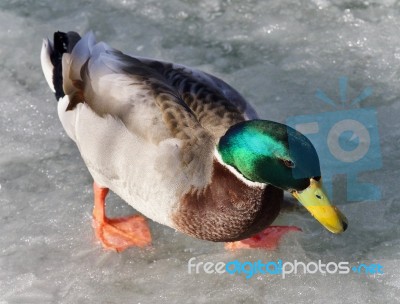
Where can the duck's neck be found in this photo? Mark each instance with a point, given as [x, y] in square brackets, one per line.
[229, 208]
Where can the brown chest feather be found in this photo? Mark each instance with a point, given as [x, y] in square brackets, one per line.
[227, 209]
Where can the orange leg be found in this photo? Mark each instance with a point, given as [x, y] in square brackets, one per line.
[120, 233]
[266, 239]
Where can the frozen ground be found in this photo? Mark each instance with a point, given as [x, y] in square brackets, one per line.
[277, 54]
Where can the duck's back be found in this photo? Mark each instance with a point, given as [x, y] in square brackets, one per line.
[146, 129]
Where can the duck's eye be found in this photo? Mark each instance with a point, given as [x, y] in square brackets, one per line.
[288, 163]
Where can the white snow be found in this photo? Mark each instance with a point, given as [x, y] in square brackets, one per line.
[277, 54]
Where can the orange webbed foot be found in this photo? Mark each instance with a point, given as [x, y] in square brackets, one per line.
[122, 233]
[119, 233]
[266, 239]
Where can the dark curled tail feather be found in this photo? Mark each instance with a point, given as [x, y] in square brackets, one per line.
[63, 43]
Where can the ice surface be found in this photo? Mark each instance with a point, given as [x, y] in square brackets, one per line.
[277, 54]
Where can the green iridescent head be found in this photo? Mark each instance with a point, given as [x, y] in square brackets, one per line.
[270, 152]
[273, 153]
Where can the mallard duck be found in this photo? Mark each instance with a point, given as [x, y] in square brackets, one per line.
[180, 146]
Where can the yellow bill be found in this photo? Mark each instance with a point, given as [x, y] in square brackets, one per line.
[315, 200]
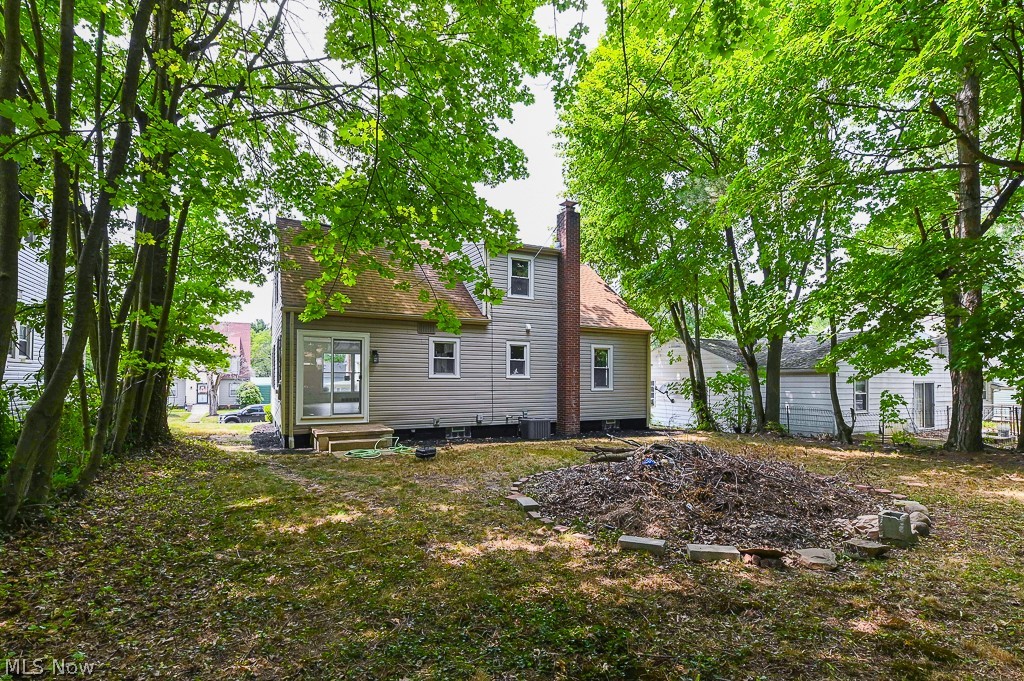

== == ==

All the records above must be retyped exactly, except for their pictures.

## [Task output]
Where can the duck's neck be found in this photo? Mark each instance with a point, given as [x, y] in square brackets, one per line.
[229, 208]
Where can the brown chest feather be found in this photo? Mark each instance with a point, given as [x, y] in square brackets, one per line.
[227, 209]
Where can the orange leg be found in this photo? Mark each instance with a point, given as [x, y] in square brackets, one per line.
[120, 233]
[266, 239]
Where can the frozen ground be found in this photo? Mark each instance with a point, given as [x, y] in square brackets, one per line.
[277, 54]
Where can the duck's back be found in this photo? Mark each instance with a point, given as [x, y] in square brackets, one per line.
[146, 129]
Where can the duck's eye be found in this photo? Mark each instance with a point, given as [x, y] in square brackets, one per line.
[288, 163]
Where can the white snow be found in this photo? Mark each instance with a point, given as [x, y] in square brackets, one per line.
[277, 54]
Where can the orange webbed foot be found in this photo? Mark each instance with a point, given as [x, y] in square brackets, one per line.
[122, 233]
[119, 233]
[266, 239]
Where can the dark curled tail feather be found in this photo? Mark each instance with a point, given as [x, y] in square brackets, one per line.
[63, 43]
Where can the ice surface be found in this photo? Mark each instance with a point, given as [x, y] in square brackets, one per line.
[277, 54]
Where can the green iridescent head be found in this photo? Mark each instance with a point, given as [x, y] in square brackets, one per line.
[270, 152]
[273, 153]
Where can the mallard duck be found in this photo? Mark each instance with a point, given as [x, y] in square brackets, one per line.
[180, 146]
Where can the yellow bill be found in this photo? Mark each instance with a point, given as [x, y] in square brackets, one per line.
[315, 200]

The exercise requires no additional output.